**PROVIDED RECORDS**
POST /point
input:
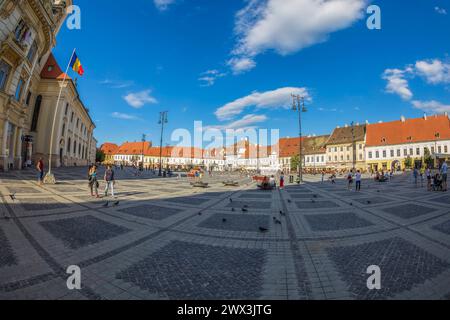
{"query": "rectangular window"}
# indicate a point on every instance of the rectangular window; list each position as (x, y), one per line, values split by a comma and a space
(19, 90)
(32, 52)
(27, 101)
(4, 73)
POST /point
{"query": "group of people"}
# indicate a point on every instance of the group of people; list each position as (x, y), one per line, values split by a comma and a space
(108, 178)
(436, 181)
(351, 177)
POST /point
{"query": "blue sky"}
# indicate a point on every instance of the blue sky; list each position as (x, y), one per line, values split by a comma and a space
(233, 64)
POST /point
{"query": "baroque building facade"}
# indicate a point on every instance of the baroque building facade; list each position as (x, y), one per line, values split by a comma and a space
(28, 30)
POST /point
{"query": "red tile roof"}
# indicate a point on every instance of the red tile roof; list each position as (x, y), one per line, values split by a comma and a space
(289, 147)
(408, 131)
(345, 135)
(52, 70)
(133, 148)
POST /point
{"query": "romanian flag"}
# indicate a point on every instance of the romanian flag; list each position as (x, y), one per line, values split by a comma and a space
(75, 64)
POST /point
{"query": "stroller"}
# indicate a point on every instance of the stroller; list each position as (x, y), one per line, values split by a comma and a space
(437, 183)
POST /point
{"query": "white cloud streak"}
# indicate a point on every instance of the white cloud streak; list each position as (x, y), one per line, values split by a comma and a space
(279, 98)
(163, 5)
(208, 78)
(440, 10)
(139, 99)
(434, 71)
(247, 122)
(123, 116)
(397, 84)
(431, 106)
(288, 26)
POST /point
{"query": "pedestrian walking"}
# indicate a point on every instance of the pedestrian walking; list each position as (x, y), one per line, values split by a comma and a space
(349, 180)
(428, 174)
(40, 169)
(422, 176)
(109, 181)
(358, 180)
(415, 175)
(93, 182)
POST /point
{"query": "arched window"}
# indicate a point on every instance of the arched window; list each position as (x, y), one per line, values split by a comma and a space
(37, 110)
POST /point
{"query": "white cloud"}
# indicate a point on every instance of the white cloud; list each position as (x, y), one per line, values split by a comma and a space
(114, 84)
(434, 71)
(431, 106)
(139, 99)
(163, 4)
(247, 122)
(397, 83)
(208, 78)
(123, 116)
(242, 64)
(288, 26)
(279, 98)
(440, 10)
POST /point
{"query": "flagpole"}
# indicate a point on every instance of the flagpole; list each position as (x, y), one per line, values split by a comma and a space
(49, 178)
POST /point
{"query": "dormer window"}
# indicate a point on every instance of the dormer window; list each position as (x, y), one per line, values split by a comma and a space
(22, 34)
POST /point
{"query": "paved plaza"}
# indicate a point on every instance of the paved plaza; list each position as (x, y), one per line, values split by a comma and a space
(168, 240)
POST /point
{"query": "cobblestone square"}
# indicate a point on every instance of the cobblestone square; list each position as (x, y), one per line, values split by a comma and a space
(161, 238)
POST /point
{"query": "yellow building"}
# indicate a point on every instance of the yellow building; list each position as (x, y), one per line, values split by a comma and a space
(27, 34)
(346, 148)
(390, 144)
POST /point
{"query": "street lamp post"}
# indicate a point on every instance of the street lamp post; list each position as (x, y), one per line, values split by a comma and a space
(162, 121)
(144, 138)
(353, 147)
(298, 104)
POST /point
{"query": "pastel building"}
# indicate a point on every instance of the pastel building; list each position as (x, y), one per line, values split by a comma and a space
(389, 144)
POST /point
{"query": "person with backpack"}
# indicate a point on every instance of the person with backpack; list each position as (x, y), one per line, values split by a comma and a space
(109, 181)
(40, 169)
(93, 182)
(358, 180)
(350, 180)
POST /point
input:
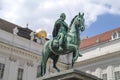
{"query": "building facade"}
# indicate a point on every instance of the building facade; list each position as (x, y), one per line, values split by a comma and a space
(20, 53)
(101, 55)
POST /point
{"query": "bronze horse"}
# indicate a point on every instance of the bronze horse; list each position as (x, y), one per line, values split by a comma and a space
(71, 44)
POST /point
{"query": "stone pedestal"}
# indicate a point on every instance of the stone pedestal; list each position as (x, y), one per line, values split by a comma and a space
(72, 74)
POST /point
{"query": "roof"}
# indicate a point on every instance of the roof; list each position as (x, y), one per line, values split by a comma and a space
(106, 36)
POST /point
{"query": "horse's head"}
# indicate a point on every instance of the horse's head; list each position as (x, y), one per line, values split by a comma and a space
(79, 21)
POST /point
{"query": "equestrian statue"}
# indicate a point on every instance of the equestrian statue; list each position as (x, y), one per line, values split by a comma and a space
(65, 40)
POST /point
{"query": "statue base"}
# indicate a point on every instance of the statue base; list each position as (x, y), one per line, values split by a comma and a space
(72, 74)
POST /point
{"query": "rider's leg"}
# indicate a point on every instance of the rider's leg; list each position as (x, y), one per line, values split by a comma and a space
(61, 41)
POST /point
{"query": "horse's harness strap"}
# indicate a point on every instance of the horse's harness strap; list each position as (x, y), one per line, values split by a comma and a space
(69, 35)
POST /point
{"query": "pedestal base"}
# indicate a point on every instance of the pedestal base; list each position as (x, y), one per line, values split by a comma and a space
(72, 74)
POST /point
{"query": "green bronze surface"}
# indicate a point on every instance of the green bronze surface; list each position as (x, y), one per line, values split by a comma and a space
(65, 40)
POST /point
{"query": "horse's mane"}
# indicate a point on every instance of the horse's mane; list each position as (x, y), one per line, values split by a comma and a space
(72, 20)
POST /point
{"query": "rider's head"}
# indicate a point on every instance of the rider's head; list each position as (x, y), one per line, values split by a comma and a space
(63, 16)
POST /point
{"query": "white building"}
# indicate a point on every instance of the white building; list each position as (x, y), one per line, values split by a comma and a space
(20, 53)
(101, 55)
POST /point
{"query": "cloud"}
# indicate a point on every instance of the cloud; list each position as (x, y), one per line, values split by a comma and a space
(43, 13)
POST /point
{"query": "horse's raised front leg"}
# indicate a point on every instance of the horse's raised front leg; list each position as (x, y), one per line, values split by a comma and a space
(75, 51)
(45, 57)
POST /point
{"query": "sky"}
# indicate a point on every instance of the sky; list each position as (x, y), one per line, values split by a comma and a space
(100, 15)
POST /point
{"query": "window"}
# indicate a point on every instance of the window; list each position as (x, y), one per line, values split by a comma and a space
(117, 75)
(104, 76)
(2, 66)
(20, 74)
(38, 71)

**SET EXERCISE**
Pick out every line of the data above that contains the string "front", matching case exactly, and copy each of those lines.

**ANSWER TO THE TASK**
{"query": "horse's raised front leg"}
# indicate a point on every instance of the horse's raised front leg; list each position as (x, y), one per line, values split by a comma and a space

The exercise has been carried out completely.